● **Work required**:
Return each line of the listing below in which the word "woman" appears.

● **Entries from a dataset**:
========
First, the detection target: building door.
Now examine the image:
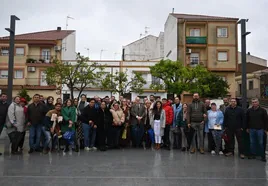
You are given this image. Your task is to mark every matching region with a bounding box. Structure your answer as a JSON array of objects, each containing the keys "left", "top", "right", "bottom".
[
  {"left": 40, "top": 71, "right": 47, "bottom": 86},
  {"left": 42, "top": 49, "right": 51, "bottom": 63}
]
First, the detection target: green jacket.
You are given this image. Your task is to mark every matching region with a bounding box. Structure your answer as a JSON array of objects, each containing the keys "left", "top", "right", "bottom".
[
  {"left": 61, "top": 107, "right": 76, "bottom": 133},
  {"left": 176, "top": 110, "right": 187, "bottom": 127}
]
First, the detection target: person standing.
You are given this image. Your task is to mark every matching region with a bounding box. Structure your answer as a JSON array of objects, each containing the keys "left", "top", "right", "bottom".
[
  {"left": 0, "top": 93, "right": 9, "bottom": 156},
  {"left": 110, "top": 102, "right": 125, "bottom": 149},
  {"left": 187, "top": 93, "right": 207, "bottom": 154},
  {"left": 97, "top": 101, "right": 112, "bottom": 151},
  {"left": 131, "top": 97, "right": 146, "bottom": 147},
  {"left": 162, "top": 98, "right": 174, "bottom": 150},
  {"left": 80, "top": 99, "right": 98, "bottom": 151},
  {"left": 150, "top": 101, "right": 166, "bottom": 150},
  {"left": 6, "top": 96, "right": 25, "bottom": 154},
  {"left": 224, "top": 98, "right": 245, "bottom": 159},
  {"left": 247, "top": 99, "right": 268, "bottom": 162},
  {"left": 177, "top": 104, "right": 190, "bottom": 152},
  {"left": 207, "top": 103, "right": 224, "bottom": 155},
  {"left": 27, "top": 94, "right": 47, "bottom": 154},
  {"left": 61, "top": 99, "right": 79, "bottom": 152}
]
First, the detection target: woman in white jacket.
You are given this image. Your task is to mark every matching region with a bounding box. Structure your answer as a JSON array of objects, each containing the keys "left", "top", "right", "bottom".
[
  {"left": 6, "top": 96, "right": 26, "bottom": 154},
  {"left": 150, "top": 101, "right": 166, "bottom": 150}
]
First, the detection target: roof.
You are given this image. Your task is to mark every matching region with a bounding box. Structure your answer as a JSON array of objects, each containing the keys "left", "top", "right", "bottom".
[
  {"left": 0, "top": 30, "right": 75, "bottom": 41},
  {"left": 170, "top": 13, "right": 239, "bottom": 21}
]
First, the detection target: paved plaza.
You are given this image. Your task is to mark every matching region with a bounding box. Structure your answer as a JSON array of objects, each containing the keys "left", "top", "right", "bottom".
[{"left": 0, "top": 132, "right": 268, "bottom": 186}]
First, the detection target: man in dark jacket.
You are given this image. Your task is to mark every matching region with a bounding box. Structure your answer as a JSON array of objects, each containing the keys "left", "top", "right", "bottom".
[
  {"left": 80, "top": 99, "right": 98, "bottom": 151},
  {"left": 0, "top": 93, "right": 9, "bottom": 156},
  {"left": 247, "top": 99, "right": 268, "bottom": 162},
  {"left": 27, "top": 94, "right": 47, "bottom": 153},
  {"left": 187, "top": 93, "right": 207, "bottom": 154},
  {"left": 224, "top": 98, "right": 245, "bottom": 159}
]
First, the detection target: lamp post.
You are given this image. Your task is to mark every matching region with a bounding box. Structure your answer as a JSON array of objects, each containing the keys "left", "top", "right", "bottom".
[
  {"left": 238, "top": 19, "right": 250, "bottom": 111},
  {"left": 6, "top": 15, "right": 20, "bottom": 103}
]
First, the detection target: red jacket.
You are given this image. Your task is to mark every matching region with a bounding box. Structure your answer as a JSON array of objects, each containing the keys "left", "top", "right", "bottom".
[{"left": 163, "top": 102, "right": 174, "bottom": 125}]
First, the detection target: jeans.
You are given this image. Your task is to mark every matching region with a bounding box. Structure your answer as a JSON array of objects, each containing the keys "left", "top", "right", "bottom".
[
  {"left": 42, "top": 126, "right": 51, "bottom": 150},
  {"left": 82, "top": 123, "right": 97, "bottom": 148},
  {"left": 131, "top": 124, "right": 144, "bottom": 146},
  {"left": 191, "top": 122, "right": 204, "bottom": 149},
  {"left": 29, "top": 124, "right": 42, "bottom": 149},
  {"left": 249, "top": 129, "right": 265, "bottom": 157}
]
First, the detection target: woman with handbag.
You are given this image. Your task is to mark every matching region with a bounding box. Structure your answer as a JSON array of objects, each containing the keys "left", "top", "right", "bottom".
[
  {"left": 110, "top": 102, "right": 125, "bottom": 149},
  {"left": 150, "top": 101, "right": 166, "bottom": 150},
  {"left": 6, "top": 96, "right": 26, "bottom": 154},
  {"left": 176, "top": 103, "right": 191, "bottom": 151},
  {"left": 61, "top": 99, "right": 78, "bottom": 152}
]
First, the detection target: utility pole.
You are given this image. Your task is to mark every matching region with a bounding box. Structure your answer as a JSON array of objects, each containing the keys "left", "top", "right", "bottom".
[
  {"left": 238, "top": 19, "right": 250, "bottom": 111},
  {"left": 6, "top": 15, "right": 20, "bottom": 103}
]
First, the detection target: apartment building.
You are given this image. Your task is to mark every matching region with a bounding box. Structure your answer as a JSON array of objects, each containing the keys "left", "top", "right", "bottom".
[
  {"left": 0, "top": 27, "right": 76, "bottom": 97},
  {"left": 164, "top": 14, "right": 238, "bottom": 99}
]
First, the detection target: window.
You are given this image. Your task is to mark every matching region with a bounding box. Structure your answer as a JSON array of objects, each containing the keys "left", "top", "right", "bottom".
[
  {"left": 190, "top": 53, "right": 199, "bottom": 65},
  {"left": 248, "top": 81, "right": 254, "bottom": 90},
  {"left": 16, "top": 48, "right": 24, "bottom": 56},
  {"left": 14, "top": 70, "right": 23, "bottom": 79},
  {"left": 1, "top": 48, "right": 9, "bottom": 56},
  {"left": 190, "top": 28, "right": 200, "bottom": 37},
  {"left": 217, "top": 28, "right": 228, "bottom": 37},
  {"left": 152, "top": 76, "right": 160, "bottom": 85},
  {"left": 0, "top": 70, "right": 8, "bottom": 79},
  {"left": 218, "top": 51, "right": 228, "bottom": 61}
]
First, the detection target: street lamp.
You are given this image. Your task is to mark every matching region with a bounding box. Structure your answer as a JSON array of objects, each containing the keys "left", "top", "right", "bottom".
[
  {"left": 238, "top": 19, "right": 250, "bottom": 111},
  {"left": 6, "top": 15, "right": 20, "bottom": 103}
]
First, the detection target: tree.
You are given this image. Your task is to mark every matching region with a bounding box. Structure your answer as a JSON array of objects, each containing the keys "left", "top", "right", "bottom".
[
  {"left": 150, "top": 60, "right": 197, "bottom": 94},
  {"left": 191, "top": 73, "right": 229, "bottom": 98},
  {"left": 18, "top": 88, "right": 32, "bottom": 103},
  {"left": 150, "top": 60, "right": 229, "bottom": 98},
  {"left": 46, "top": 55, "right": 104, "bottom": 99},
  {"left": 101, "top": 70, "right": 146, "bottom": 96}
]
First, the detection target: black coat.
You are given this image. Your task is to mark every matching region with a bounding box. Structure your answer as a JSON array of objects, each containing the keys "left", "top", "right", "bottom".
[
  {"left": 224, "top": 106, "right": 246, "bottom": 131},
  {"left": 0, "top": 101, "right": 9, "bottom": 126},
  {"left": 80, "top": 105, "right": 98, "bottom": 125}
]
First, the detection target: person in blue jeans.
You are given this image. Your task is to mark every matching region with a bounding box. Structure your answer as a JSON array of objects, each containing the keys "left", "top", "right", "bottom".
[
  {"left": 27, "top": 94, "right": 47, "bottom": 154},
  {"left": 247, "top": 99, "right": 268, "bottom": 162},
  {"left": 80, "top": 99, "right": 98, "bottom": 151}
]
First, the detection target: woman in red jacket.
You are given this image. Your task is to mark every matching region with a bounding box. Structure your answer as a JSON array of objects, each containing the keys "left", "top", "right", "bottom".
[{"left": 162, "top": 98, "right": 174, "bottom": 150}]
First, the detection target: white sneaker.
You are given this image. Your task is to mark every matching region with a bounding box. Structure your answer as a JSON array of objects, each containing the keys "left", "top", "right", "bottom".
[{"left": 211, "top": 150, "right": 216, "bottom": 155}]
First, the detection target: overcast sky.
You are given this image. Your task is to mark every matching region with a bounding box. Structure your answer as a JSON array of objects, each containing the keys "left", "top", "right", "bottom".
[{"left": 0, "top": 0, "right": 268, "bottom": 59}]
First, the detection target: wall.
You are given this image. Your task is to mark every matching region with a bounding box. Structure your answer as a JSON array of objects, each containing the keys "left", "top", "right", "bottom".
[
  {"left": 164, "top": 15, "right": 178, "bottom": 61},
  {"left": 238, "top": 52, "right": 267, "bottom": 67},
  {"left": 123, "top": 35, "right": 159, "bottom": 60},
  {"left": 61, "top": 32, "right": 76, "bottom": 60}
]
========
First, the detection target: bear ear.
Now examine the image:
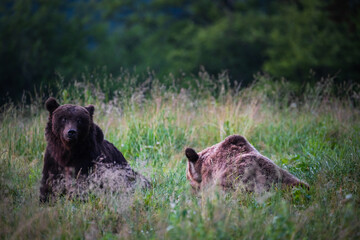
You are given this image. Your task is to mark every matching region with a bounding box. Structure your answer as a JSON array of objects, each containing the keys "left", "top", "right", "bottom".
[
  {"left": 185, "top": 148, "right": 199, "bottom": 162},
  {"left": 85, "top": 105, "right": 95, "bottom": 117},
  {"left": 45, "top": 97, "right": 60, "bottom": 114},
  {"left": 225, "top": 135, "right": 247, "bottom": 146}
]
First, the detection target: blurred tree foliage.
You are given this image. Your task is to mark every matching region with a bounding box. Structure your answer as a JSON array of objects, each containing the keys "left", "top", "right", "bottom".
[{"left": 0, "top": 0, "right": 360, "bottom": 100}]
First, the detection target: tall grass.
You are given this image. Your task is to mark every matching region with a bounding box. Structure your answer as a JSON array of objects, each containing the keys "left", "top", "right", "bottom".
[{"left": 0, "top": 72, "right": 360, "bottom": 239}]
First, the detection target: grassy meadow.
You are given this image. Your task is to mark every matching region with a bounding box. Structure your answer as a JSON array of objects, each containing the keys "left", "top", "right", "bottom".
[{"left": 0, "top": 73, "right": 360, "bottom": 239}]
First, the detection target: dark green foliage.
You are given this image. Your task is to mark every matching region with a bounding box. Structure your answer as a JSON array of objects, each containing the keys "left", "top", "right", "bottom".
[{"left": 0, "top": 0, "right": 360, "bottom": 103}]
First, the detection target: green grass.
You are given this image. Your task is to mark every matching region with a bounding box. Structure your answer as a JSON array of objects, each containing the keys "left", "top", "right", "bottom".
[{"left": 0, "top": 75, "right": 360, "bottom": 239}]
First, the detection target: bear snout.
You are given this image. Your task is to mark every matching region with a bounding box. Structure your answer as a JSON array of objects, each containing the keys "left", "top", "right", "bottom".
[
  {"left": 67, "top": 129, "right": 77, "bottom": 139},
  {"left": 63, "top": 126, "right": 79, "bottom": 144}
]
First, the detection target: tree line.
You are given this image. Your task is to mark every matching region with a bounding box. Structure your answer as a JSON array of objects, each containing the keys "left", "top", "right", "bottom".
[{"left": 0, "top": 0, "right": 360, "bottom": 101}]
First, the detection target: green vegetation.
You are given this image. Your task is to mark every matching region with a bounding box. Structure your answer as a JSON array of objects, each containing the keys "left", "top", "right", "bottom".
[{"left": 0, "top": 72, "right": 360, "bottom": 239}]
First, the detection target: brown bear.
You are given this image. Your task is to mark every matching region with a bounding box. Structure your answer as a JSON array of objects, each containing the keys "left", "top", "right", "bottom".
========
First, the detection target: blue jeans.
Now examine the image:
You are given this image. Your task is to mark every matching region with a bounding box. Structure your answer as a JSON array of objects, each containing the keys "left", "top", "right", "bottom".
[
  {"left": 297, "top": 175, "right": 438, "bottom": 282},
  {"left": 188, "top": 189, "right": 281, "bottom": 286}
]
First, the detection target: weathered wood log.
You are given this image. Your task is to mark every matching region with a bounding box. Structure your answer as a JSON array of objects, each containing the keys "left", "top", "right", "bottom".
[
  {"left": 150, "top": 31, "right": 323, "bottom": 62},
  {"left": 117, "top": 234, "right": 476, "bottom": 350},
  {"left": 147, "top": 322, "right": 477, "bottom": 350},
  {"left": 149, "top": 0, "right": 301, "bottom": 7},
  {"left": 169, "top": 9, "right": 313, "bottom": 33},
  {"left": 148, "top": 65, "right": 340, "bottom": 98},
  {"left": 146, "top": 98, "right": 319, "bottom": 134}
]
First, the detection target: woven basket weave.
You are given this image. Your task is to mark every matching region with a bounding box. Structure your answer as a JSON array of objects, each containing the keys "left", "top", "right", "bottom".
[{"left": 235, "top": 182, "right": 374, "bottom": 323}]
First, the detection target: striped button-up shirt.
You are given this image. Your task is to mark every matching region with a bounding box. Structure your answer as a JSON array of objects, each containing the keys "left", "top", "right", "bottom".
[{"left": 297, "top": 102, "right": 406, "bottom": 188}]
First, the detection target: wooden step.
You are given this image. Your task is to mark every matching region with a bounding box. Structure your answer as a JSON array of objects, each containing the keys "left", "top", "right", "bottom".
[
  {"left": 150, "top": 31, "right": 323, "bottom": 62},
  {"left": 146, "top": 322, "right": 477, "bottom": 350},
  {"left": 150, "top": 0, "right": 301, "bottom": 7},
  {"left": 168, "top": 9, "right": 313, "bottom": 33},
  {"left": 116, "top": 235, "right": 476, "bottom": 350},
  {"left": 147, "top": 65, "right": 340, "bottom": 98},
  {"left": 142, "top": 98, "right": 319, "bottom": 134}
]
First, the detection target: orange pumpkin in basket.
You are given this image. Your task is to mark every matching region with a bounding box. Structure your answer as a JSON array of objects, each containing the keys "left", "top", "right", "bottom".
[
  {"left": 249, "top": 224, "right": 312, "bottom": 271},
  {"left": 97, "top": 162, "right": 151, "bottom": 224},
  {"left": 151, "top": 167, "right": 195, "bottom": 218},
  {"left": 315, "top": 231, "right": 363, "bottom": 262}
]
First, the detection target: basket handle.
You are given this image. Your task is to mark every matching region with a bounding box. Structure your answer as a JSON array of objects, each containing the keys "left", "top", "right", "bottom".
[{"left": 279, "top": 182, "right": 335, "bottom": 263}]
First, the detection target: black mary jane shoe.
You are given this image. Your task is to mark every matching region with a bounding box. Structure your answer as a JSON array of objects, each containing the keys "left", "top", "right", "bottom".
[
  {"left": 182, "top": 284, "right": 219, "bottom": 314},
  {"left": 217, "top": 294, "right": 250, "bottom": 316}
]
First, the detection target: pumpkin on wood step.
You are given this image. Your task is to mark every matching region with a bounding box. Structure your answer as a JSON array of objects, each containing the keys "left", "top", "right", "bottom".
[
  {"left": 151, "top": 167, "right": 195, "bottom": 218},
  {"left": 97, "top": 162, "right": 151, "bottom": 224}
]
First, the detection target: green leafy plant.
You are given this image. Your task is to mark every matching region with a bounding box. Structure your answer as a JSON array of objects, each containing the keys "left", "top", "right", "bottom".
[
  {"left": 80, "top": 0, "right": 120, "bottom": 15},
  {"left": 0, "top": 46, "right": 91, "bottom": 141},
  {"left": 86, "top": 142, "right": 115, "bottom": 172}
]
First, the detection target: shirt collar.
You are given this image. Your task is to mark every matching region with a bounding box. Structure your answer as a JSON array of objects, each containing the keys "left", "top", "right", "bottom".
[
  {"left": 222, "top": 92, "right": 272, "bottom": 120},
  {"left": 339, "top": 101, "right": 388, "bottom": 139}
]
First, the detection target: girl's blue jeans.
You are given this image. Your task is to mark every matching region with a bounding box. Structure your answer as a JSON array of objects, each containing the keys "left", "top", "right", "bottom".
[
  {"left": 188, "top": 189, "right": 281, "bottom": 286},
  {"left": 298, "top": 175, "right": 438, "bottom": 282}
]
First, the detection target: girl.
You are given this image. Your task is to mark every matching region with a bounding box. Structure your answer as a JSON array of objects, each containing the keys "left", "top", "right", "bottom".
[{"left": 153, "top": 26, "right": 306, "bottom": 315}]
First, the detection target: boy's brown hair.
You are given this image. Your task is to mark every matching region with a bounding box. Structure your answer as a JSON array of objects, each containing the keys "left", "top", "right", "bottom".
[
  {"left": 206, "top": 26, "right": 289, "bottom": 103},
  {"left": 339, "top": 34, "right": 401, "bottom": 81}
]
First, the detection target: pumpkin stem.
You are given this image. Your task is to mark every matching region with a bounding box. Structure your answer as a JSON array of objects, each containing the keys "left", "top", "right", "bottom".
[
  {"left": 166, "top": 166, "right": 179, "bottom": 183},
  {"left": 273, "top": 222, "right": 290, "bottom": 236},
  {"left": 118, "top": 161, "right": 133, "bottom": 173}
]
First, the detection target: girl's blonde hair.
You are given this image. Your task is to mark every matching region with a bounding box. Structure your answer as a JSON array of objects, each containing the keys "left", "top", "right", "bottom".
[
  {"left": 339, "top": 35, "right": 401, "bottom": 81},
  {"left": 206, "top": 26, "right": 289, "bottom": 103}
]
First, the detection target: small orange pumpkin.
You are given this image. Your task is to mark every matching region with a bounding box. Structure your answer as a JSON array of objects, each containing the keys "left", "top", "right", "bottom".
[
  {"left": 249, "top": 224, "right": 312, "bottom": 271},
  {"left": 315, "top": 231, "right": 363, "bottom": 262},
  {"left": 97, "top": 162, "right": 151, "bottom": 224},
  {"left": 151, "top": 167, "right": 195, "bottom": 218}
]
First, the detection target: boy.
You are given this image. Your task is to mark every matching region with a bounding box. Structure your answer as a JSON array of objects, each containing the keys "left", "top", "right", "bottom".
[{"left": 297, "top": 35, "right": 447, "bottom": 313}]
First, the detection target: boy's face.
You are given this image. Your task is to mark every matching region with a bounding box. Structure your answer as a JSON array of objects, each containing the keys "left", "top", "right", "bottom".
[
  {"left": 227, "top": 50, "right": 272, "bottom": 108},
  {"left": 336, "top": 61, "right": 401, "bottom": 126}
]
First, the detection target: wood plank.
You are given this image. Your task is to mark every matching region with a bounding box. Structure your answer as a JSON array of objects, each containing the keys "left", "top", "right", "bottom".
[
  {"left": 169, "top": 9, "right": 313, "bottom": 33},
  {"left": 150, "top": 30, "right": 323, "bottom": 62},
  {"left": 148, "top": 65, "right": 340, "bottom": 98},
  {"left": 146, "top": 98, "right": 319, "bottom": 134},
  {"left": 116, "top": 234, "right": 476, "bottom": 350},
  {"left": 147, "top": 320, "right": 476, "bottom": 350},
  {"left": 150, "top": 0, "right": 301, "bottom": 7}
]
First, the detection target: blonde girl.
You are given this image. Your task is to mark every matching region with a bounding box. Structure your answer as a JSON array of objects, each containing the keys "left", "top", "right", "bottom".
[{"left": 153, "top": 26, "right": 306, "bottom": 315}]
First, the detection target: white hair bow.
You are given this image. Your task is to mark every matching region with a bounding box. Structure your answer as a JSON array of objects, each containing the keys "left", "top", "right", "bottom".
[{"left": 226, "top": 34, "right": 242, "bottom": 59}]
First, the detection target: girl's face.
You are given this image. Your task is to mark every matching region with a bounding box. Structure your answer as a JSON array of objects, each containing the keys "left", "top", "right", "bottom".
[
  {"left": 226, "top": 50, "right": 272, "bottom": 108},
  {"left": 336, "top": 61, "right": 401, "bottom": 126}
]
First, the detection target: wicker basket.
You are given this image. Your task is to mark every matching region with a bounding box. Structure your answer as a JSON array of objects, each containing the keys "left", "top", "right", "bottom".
========
● **Solution for this task**:
First, the detection target: woman in white jacket.
First, the detection target: woman with handbag.
First, the detection target: woman in red jacket.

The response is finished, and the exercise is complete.